Yes, and I'm calling your view here incoherent or, at least, mistaken.

It isnt valid to interpret brains this way. An "algorithm" isnt something a physical system can "run". These are observer-relative properties a system instantiates because of our use of it.

A brain is a physical system and our model of it should be a causal model in terms of its intrinsic properties that do not "disappear" when not in use.

A digital computer is an oscillating electrical field across a piece of silicon whose oscillations "correspond" to steps in an "algorithm" but only to an observer who imposes those correspondances. The program "1 + 1" on a digital computer is some state transitions of the cpu's electrical state -- it is an algorithm only when we impose an meaning on those oscillations that they do not themselves have.

There is no physical distinction in the "waterfall computer" and "digital computer" that bares on them being computers. They are both computers in exactly the same way. We havent gone to the length of a water-to-lcd display, but there's no reason we couldnt.

Water falling over a series of moveable rocks can (easily) be arranged to display the result of "1 + 1" on an LCD (eg., bucket/pixel, with water level = intensity, pipes to handle "graphics").


It is your view that is incoherent. A brain and and a PC are physical systems that work based on causal physical mechanisms. Both can run algorithms, e.g., my brain and a computer can both instantiate the same algorithm, albeit in very different ways. Your argument actually seems to be based on some notion of function, or extrinsic utility, or teleology of some sort, i.e., computers are artifacts created for a specific use, while animals and their brains just exist in themselves, or something to that effect?


Well, when I had tried to say the same thing her HN awhile ago I was heavily downvoted. So you agree with Searle then? (I almost, but I leave a possibility he is wrong).


I don't disagree, but you've just described the Motte and this time omitted the Bailey. I'd like the Bailey folks to at least take pause.


All models are wrong, some are useful.


Not all models are wrong, since some may be modelling exactly the aspects of importance and not modelling exactly those which are incidental and of no consequence.


The point is that no model of a complex real world phenomenon is ever perfect, so, you shouldn't try to create a perfect model. But not being perfect doesn't mean that a model can't be useful; among all the possible "wrong" models, you need to identify the one(s) which is useful, ie, which models well the aspects of importance to you.


I realize all that. I'm questioning the wisdom of the standard manoeuvre of preemptively calling all models imperfect or wrong, though.


Not everybody realises all that, so I suppose the OP cited that quote to reinforce the point that ANN are a very useful, but very imperfect model of the brain. I cite it often enough, but usually it's in person, where I can see the reaction of the person I'm talking with, and explain if necessary.


Then they are still wrong. It's just that they are wrong in the part that you don't care about.


Is it wrong, or is it simply an instance of the fact that a model is not the thing it models?

The use of the word wrong sounds wrong to me here. The wrongness should be about whether the model accurately, or just approximately, or not at all, shares with the modelled object that part of the behaviour we are interested in.


All models are wrong. The map is not the territory. We are arguing semantics now. The point you're trying to argue is that a model is "right" in the sense that it models whatever we wanted it to model. We argue that a model is "right" if it captures the "true" nature, which it will never be able to do (because of its virtue of being a model) and hence all models are wrong.

Semantics. Unless you disagree of course.

################

**Work to complete:**
1. According to the forum discussion's final comment, why are all models wrong? Answer in one to three sentences.
2. Decide whether each statement agrees with the forum discussion: (a) the commenter describing the waterfall computer says a water-to-LCD display has already been built; (b) one commenter says their brain and a computer can instantiate the same algorithm; (c) the commenter who often cites the quote about models says they usually do so in writing. Answer yes or no for each and quote the words from the forum discussion that decide it.
3. Resume the forum discussion about brains, computers and models, starting right after its final comment.

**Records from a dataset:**
################

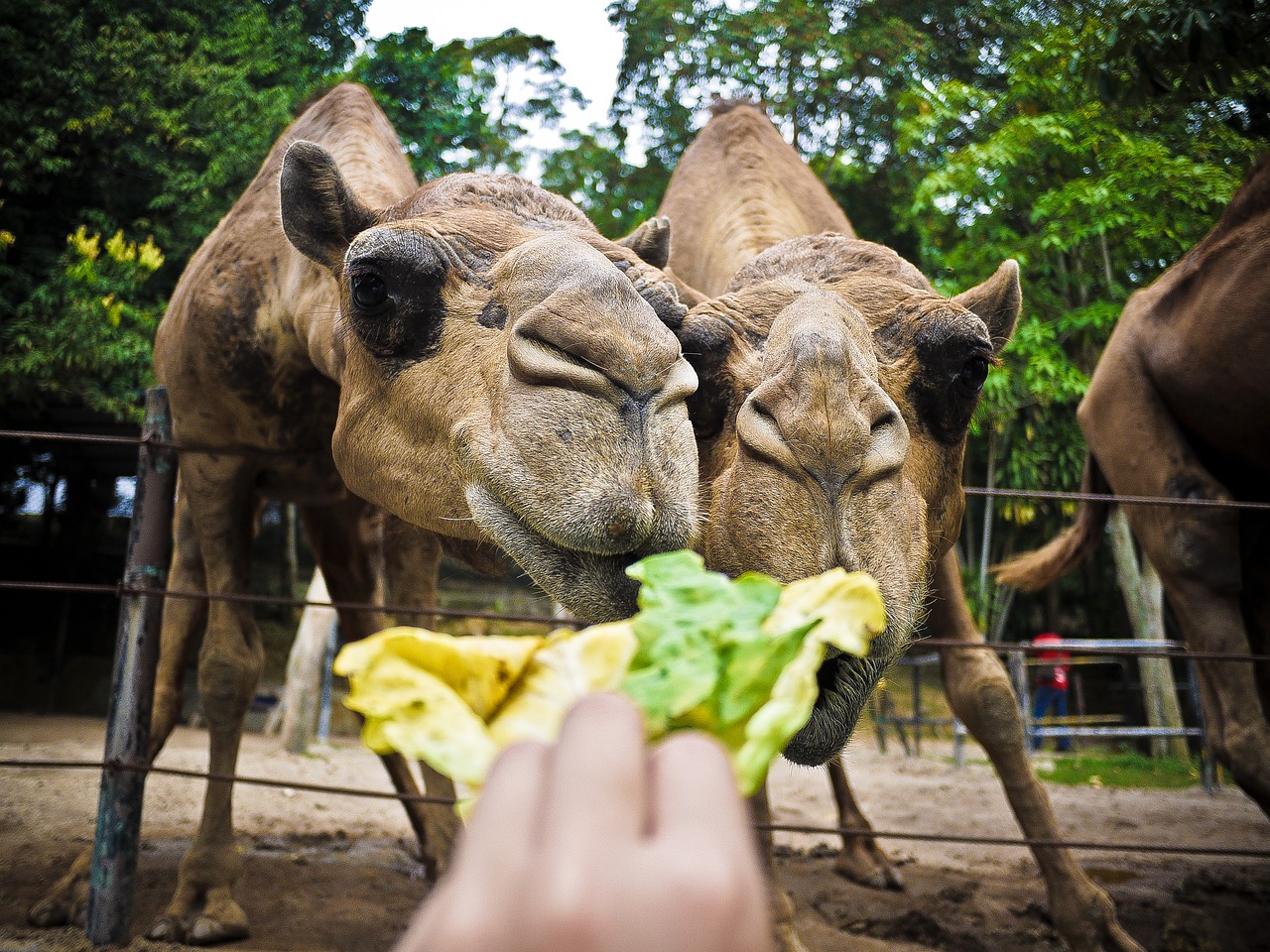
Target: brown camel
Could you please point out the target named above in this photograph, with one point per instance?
(1179, 407)
(789, 421)
(470, 356)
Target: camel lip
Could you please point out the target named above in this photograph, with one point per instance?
(835, 711)
(486, 502)
(593, 585)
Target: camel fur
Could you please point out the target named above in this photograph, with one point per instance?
(470, 358)
(1179, 407)
(789, 433)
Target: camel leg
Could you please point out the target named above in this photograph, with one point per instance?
(979, 693)
(183, 621)
(861, 858)
(1255, 597)
(411, 560)
(222, 507)
(347, 540)
(1196, 549)
(784, 928)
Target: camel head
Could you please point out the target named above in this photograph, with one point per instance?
(506, 373)
(835, 395)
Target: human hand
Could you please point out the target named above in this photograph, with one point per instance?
(601, 844)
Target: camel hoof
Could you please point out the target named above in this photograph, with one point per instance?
(209, 932)
(871, 875)
(168, 929)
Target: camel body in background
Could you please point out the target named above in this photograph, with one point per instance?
(738, 190)
(471, 357)
(1179, 407)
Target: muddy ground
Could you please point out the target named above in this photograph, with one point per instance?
(334, 873)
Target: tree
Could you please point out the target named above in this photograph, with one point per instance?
(136, 118)
(466, 104)
(82, 338)
(590, 171)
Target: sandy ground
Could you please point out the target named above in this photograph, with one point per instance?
(335, 873)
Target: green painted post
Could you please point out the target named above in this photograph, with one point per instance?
(136, 655)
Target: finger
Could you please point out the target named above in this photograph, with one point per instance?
(500, 838)
(597, 783)
(693, 788)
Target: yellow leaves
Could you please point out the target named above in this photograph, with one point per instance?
(567, 667)
(454, 702)
(848, 606)
(119, 249)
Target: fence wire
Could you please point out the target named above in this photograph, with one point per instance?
(121, 589)
(767, 826)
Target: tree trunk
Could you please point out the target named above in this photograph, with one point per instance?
(1143, 597)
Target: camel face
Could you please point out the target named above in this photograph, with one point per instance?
(504, 377)
(832, 420)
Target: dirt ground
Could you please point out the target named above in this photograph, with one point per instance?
(334, 873)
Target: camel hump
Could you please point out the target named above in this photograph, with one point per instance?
(1040, 567)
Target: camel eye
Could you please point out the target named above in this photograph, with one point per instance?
(973, 373)
(370, 291)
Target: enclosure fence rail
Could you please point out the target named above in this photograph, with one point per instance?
(1184, 849)
(141, 593)
(922, 643)
(989, 492)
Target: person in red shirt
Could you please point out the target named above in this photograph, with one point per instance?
(1051, 690)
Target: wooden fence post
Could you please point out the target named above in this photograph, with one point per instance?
(136, 655)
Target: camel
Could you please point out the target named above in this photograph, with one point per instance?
(470, 357)
(1179, 407)
(813, 322)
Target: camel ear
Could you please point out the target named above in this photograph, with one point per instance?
(320, 214)
(996, 302)
(651, 241)
(706, 341)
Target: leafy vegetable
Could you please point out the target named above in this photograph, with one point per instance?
(733, 657)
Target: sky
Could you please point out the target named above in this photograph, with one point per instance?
(588, 46)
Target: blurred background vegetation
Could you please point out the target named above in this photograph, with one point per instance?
(1092, 141)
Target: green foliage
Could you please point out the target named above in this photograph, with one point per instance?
(1125, 769)
(85, 336)
(144, 118)
(590, 171)
(965, 134)
(466, 104)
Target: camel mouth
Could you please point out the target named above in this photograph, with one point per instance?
(846, 682)
(593, 585)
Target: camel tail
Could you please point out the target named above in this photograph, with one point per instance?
(1035, 570)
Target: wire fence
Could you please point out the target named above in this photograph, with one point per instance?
(1191, 849)
(123, 589)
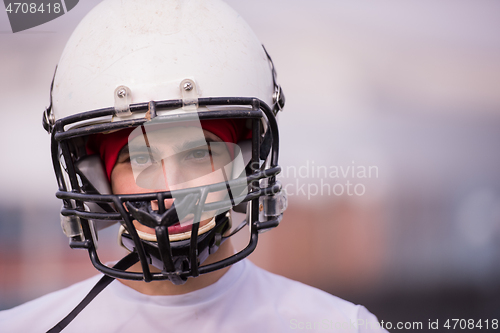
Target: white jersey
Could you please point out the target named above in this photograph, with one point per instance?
(245, 299)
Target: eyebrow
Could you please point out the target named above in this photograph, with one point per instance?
(186, 145)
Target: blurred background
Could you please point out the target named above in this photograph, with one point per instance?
(390, 154)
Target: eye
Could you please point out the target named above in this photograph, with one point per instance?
(198, 154)
(140, 159)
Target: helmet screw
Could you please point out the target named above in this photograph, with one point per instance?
(121, 93)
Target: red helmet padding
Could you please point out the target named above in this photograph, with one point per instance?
(108, 146)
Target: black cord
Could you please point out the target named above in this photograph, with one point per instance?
(123, 264)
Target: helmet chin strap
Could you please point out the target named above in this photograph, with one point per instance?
(123, 264)
(172, 237)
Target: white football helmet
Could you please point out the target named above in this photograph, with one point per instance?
(158, 74)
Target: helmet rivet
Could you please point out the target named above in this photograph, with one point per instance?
(121, 93)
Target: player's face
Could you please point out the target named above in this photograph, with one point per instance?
(171, 159)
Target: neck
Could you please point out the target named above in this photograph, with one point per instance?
(168, 288)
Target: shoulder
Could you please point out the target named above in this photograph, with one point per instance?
(300, 306)
(296, 293)
(47, 310)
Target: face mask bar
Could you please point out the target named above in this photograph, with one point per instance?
(139, 205)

################

**Exercise answers:**
1. That commenter holds that a model is "right" only if it captures the "true" nature of what it models. A model can never do this because of its virtue of being a model, so all models are wrong.

2.
(a) No: "We havent gone to the length of a water-to-lcd display, but there's no reason we couldnt."
(b) Yes: "my brain and a computer can both instantiate the same algorithm, albeit in very different ways."
(c) No: "I cite it often enough, but usually it's in person, where I can see the reaction of the person I'm talking with, and explain if necessary."

3.
Well, a neutral network is a neutral network of neutral networks.


I think the point of the article is that brain neurons are not equivalent to the ML representation of neurons, so that count if 17 billion in the cortex would actually require many more "ML neurons" to be simulated.

It also explains how we can keep adding complexity even if no new neurons are being created, since the branches themselves act like extra neurons.


Another point in the article is how the dendrites provide local storage and 2-layer NN processing for the neuron. Is this even considered in ML representations?


Wouldn't that just mean the brain's more like a small-world network, with small highly connected 'blobs' tied together in a sparser, larger network?


That is one theory. Multiple "agents" is something that has been proposed. I don't have the background to read beyond the abstract of https://eml.berkeley.edu/~webfac/malmendier/e218_sp06/Carril...

> We model the brain as a multi-agent organization. Based on recent neuroscience evidence, we assume that different systems of the brain have different time-horizons and different access to information. Introducing asymmetric information as a restriction on optimal choices generates endogenous constraints in decision-making.

There's also Society of the Mind ( https://en.wikipedia.org/wiki/Society_of_Mind ) by Marvin Minsky (which is very readable)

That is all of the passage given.